[start Extracted entries]
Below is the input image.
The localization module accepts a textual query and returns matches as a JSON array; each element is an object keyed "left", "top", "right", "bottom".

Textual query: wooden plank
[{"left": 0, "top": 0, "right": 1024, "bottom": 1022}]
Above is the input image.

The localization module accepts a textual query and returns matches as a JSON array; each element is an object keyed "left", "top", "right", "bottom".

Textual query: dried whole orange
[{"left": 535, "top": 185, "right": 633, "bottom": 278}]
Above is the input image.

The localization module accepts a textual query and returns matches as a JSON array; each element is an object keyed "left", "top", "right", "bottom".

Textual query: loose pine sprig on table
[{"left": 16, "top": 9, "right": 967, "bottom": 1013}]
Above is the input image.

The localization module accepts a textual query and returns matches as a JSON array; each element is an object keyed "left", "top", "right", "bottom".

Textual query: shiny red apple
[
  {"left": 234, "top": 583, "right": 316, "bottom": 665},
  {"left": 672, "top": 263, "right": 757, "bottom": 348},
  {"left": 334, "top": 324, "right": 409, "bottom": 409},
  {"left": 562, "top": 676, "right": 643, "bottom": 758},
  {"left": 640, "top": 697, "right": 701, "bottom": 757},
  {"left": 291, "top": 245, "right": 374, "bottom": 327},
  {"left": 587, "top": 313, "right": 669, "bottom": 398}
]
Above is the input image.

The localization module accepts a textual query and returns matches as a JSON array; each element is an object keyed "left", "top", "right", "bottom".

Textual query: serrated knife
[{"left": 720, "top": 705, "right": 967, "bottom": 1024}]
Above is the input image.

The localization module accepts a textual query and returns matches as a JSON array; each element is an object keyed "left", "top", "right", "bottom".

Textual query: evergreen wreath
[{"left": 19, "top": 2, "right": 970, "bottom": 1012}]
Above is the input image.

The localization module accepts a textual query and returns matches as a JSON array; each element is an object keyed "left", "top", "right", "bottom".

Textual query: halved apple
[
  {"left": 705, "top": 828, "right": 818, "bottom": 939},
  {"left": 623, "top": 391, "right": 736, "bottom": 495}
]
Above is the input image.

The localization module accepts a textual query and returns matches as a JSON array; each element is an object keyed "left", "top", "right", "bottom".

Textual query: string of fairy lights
[end Extracted entries]
Given exercise> Locate every line in the entries above that contains the word "apple", and copy each such line in full.

Expected output>
Textual query: shiny red apple
Textual query: halved apple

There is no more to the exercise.